More than a century later, Jerome's rough-and-tumble spirit has been tempered but not completely tamed, which helped the town narrowly escape a fate that befell many others that fell to ruin after their linchpin mines closed. Today, Jerome is known for being a hillside destination for visitors eager to discover more about the Verde Valley’s mines, wines, fine arts and spectral spirits. This town serves up its history with a side of humor: There’s still a Bordello on Main Street, for example, but the modern incarnation is meant to sate guests’ appetites for burgers only. Read on to discover more about what to enjoy on your visit to Jerome.
Downtown Jerome’s streets and stairways wend past several tasting rooms and bottle shops that showcase the viticulture of the Verde Valley. At least a half-dozen offer curated lists of wines or ciders, available by the glass, flight or bottle. Jerome’s restaurants tend to include at least one local brand on their menus, too.
It’s not exaggerating to say that artists and craftspeople saved Jerome. The town’s former high school, for example, houses the Jerome Art Center, where more than 30 artists rent studio space. Throughout town, galleries are tucked in former houses and storefronts, showcasing furniture, photography, fine art, jewelry and more.
A haunting good time
The catastrophic fires and violent deaths from the town’s early days have led to Jerome’s “ghost town” status. Over the years, there have been several accounts of ghosts and apparitions that roam the town’s historic buildings and neighborhoods. Evening ghost tours and spirit walks introduce visitors to the local hotels, houses, hospital and high school that former residents are said to haunt.
Dig deep into the history of Jerome
The copper mines may have closed, but they’re by no means forgotten. Just above the former Little Daisy mine, what once served as the Douglas family mansion has been converted into the museum and visitors center for Jerome State Historic Park, which contains displays, demonstrations and tours related to the town’s mining boom. And throughout Jerome, placards share the history of both ruins and remaining buildings, inspiring renewed appreciation for the renaissance the town’s residents have been able to craft themselves. Turns out, all that rough tumbling revealed the gem that had been lying underneath all this time, ready to shine once again.
▬▬▬▬▬▬▬▬▬▬
• **Activity 1**
Reproduce the Jerome article word for word, everything from "A haunting good" down to "said to haunt.".
• **Activity 2**
In the Jerome article, what building now houses the museum and visitors center for Jerome State Historic Park?

• **Information supplied**
▬▬▬▬▬▬▬▬▬▬
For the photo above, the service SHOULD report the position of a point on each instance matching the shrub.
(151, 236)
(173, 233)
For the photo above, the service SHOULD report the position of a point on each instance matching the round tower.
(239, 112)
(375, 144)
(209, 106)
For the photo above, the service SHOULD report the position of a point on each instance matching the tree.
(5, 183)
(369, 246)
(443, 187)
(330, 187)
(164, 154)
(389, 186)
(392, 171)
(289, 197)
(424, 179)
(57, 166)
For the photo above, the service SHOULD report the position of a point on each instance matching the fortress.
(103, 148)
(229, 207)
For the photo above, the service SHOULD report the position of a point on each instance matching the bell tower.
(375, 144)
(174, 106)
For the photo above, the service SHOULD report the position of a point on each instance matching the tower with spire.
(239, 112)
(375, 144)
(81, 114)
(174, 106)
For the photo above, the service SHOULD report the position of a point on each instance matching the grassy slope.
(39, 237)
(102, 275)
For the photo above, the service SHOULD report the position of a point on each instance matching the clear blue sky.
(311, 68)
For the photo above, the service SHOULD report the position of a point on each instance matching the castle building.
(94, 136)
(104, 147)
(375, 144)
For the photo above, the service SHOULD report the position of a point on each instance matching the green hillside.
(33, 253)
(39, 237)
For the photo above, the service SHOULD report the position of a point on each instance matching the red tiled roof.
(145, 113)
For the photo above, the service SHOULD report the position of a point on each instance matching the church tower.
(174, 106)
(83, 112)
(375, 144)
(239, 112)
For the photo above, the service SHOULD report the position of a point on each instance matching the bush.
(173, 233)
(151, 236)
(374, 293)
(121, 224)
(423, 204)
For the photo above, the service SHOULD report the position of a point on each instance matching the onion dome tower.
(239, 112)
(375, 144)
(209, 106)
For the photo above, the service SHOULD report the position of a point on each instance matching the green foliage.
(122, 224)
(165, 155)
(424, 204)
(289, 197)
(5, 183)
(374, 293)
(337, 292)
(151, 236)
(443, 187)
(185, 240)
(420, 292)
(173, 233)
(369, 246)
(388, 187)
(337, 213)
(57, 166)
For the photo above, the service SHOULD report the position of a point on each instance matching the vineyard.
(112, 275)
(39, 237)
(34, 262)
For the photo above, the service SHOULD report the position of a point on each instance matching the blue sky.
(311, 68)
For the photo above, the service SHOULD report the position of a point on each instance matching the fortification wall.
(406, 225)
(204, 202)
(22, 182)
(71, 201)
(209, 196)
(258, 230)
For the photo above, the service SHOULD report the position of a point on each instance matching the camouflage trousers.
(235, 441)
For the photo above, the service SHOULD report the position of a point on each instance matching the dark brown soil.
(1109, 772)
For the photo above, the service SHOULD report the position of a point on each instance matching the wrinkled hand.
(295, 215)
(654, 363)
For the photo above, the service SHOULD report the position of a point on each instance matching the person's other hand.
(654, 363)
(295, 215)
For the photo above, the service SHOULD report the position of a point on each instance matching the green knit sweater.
▬▬▬▬▬▬▬▬▬▬
• **Task solution 1**
A haunting good time
The catastrophic fires and violent deaths from the town’s early days have led to Jerome’s “ghost town” status. Over the years, there have been several accounts of ghosts and apparitions that roam the town’s historic buildings and neighborhoods. Evening ghost tours and spirit walks introduce visitors to the local hotels, houses, hospital and high school that former residents are said to haunt.

• **Task solution 2**
The former Douglas family mansion.